**OBJETIVO 1:** No texto sobre resolução extrajudicial de conflitos, qual fator é apontado como o principal catalisador desse movimento no Brasil?
**OBJETIVO 2:** Resuma em duas frases o texto sobre resolução extrajudicial de conflitos.
**OBJETIVO 3:** Prossiga com o texto sobre resolução extrajudicial de conflitos a partir do ponto em que ele termina.

**TEXTO PARA LEITURA:**

Notadamente nas últimas 2 décadas tem crescido no Brasil um movimento bastante incisivo que apregoa a necessidade de uma maior utilização dos métodos de resolução extrajudicial de conflitos, com ênfase em conciliação, negociação, mediação e arbitragem.
Esse cenário foi catalisado por inúmeros fatores – como o alto custo na movimentação da máquina judiciária –, mas em especial pelo gigantesco lapso temporal na tramitação de processos perante o Poder Judiciário, haja vista que a prestação jurisdicional não tem alcançado a esperada celeridade e razoável duração nas demandas que são submetidas à avaliação dos magistrados.

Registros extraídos

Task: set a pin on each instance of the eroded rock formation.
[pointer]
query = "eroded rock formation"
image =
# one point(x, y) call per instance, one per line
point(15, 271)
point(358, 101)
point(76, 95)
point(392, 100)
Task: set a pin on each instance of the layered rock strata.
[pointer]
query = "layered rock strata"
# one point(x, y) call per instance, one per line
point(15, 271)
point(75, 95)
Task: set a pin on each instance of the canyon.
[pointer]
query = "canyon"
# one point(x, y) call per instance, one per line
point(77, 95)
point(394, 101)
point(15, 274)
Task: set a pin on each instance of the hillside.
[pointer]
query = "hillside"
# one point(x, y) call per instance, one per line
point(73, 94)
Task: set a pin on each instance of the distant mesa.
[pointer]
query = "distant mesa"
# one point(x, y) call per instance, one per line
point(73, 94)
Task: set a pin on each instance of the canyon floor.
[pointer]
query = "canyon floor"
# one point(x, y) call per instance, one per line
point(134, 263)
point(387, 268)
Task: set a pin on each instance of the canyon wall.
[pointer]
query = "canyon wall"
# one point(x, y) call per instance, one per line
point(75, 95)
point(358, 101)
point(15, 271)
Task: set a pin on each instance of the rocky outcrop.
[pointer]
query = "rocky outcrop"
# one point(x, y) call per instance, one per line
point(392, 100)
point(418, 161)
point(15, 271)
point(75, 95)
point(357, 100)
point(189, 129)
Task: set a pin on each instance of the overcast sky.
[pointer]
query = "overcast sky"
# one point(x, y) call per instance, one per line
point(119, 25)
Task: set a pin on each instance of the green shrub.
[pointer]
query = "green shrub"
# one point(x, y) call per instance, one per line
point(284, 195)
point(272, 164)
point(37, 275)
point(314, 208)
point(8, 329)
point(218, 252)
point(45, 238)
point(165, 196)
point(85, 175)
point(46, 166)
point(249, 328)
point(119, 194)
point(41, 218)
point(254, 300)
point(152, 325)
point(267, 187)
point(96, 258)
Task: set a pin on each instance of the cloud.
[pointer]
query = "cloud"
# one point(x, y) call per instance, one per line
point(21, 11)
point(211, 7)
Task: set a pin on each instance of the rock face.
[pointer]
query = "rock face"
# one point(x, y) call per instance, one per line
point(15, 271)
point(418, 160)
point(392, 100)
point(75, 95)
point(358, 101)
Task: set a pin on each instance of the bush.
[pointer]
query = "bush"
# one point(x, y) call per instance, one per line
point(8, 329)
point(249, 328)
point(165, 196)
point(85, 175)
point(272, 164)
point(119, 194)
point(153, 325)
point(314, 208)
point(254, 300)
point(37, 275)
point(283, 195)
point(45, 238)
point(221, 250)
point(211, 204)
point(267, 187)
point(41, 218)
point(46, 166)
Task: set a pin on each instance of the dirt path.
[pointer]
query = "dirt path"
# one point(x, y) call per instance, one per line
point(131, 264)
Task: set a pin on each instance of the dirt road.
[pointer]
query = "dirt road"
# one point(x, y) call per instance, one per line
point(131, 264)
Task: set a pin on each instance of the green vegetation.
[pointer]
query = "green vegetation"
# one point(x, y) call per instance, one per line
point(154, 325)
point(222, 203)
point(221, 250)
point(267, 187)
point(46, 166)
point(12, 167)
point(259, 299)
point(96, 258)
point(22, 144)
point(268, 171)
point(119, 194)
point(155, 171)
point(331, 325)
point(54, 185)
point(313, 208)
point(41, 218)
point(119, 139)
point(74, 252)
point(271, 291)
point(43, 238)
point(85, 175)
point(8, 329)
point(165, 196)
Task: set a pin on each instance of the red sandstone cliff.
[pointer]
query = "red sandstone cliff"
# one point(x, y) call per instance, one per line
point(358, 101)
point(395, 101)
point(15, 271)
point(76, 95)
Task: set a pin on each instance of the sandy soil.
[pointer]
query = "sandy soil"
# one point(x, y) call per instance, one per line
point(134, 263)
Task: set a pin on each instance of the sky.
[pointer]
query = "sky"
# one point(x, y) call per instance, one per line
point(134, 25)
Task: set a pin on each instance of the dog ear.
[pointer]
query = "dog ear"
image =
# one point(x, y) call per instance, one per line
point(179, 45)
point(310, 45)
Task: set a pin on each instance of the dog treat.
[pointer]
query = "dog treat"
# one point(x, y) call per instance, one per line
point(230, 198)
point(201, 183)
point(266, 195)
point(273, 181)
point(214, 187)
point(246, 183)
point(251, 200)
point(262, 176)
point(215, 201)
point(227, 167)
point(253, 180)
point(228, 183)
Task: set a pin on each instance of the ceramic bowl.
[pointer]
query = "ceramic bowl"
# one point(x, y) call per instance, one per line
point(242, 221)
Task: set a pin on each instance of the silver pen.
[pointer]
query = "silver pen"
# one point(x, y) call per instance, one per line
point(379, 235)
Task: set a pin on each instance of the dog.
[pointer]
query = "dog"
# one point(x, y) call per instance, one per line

**RESPOSTA 1:** O gigantesco lapso temporal na tramitação de processos perante o Poder Judiciário.

**RESPOSTA 2:** Nas últimas duas décadas, cresceu no Brasil um movimento que defende maior uso de métodos extrajudiciais de resolução de conflitos, como conciliação, negociação, mediação e arbitragem. Esse cenário foi impulsionado pelo alto custo da máquina judiciária e, sobretudo, pela demora na tramitação dos processos no Judiciário, que não tem alcançado a celeridade e a razoável duração esperadas.

**RESPOSTA 3:**
Sob uma perspectiva exemplificativa dessa preocupação com a lentidão do Poder Judiciário, é possível indicar desde 2010 há uma Política Nacional de tratamento adequado dos conflitos de interesses no âmbito do Poder Judiciário, mediante a Resolução CNJ nº 125/2010 que visa a assegurar a todos o direito à solução dos conflitos por meios adequados à sua natureza e peculiaridade[1].
Nesse toar, é certo que o ordenamento jurídico garante às partes a prestação jurisdicional efetiva e em tempo razoável, consoante preveem os artigos 5º, inciso LXXVIII, da Constituição Federal (CF) e 4º, 6º, 8º e 139, inciso II, do Código de Processo Civil (CPC).
Em que pese essa premissa basilar, a celeridade processual e a razoável duração do trâmite de ações devem se acoplar ao devido processo legal, a ampla defesa e ao contraditório pleno, conforme estipulam os artigos 5º, incisos LIV e LV, da CF e 7º do CPC.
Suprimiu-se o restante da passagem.